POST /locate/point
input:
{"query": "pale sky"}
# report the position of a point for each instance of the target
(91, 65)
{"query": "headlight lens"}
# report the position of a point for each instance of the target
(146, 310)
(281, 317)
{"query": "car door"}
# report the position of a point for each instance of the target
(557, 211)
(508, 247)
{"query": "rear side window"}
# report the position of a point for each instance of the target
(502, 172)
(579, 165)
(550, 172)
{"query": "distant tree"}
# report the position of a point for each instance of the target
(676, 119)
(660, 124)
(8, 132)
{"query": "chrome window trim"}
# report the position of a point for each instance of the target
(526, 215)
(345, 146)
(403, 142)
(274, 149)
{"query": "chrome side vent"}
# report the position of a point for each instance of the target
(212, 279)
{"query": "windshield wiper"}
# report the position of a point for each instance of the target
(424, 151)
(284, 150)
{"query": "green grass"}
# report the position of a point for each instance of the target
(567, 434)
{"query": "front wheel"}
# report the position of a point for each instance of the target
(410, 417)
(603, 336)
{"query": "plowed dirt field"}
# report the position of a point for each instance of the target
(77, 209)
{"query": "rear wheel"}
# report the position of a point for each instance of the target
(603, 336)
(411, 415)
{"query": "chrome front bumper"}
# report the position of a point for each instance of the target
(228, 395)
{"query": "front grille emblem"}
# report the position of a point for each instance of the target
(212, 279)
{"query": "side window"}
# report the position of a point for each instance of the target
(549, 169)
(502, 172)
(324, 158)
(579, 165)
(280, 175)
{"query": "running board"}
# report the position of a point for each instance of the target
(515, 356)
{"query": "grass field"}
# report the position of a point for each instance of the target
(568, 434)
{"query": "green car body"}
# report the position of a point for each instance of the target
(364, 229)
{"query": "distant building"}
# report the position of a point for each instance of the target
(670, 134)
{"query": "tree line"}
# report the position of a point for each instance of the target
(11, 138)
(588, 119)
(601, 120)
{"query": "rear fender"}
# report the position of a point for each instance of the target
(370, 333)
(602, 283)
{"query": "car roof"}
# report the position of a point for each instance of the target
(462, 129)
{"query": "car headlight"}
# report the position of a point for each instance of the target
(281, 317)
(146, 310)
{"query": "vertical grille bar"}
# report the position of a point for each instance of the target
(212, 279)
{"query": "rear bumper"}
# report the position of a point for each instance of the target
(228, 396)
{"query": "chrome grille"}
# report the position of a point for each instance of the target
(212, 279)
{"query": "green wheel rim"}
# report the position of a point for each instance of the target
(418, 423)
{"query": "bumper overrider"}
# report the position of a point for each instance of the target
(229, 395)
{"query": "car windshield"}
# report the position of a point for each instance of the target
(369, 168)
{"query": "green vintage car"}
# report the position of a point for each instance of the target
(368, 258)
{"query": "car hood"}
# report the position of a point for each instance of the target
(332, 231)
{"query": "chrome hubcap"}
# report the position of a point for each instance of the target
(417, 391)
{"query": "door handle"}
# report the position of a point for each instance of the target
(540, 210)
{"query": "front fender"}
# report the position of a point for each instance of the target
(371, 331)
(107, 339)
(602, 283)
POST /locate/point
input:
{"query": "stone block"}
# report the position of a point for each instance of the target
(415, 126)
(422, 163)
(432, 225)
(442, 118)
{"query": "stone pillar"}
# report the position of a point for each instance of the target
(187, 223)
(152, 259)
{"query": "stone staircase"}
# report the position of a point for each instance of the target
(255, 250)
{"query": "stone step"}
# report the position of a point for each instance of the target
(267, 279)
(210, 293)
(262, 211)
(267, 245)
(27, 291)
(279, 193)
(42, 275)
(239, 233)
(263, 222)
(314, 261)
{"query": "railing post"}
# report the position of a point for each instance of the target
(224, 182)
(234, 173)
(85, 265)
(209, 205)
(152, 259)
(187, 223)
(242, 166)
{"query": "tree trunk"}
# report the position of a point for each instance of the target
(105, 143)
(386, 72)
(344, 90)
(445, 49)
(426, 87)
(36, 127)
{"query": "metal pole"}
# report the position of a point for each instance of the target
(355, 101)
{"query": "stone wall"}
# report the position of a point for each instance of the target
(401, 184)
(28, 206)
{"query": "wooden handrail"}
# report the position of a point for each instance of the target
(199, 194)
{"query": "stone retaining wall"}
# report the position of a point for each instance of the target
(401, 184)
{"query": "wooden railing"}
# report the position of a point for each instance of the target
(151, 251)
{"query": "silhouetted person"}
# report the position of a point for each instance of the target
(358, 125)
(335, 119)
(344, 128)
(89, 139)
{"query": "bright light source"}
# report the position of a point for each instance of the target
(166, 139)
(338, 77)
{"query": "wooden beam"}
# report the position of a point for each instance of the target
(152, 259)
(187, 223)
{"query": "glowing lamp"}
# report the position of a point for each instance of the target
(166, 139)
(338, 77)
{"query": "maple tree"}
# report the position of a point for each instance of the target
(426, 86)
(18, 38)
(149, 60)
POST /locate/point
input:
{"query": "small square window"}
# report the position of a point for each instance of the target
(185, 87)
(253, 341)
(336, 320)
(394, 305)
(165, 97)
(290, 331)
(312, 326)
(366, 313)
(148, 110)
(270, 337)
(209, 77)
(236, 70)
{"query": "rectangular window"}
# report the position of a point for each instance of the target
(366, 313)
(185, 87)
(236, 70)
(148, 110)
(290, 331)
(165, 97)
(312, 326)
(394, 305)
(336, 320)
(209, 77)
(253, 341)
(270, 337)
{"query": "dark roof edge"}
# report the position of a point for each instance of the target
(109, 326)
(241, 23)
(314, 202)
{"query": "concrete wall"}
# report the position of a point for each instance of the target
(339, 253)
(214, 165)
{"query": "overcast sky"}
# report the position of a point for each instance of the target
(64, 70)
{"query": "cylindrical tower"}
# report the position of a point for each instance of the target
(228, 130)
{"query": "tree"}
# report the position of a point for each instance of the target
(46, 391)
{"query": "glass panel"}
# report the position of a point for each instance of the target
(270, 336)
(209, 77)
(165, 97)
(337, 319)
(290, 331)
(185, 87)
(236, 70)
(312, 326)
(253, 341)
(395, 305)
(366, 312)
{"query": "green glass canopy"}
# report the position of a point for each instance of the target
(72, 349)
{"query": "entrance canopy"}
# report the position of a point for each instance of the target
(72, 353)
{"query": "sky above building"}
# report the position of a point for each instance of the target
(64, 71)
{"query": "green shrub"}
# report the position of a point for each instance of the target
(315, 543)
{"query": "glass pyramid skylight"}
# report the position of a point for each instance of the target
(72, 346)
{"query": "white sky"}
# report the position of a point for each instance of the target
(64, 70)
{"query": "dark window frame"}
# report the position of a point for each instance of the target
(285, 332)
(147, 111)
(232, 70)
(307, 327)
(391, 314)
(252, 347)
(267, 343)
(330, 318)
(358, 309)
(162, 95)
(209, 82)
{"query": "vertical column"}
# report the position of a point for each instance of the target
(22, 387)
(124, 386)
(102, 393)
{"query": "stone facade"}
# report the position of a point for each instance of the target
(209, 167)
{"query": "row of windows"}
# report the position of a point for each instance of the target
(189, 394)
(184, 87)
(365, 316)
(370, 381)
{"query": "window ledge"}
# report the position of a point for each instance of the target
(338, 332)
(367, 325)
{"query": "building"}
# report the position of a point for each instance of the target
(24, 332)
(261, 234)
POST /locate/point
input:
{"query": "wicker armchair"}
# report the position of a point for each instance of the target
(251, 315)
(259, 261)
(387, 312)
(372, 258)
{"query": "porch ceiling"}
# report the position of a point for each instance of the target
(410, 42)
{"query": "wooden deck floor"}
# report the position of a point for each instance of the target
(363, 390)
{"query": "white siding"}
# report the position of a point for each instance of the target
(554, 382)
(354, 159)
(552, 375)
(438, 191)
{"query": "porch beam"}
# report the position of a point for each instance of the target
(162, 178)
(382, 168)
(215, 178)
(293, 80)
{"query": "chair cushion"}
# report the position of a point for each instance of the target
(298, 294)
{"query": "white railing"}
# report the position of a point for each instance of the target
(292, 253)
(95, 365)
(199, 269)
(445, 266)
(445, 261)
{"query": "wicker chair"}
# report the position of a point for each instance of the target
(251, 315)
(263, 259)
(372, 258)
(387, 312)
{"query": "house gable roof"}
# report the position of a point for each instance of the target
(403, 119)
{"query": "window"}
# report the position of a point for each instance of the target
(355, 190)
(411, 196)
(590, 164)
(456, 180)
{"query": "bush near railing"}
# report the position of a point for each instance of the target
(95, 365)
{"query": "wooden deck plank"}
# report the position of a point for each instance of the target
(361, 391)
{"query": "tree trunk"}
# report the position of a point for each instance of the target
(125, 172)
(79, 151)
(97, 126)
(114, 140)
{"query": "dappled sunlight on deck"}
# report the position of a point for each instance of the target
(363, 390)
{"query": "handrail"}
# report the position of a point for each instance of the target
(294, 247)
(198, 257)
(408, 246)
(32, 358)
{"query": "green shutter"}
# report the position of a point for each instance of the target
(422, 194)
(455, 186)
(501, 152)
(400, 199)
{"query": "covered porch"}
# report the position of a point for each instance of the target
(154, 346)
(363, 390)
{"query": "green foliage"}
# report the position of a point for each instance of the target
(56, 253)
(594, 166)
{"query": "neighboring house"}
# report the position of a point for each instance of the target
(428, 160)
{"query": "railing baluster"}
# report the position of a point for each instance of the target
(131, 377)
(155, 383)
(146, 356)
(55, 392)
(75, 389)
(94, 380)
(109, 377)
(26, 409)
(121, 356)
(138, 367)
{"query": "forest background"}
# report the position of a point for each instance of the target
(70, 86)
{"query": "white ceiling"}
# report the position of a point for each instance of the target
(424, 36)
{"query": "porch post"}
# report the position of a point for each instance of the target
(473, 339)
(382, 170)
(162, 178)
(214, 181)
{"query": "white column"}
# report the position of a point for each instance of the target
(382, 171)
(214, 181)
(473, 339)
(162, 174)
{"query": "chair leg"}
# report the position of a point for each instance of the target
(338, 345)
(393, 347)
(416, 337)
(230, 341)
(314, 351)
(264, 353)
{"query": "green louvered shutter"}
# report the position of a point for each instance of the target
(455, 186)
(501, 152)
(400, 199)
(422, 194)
§
- **Exercise instructions**: Out of the records above, pull the lines that include the word "tree".

- **Answer**:
{"query": "distant tree"}
{"query": "tree line"}
{"query": "tree trunk"}
{"query": "maple tree"}
{"query": "tree"}
{"query": "tree trunk"}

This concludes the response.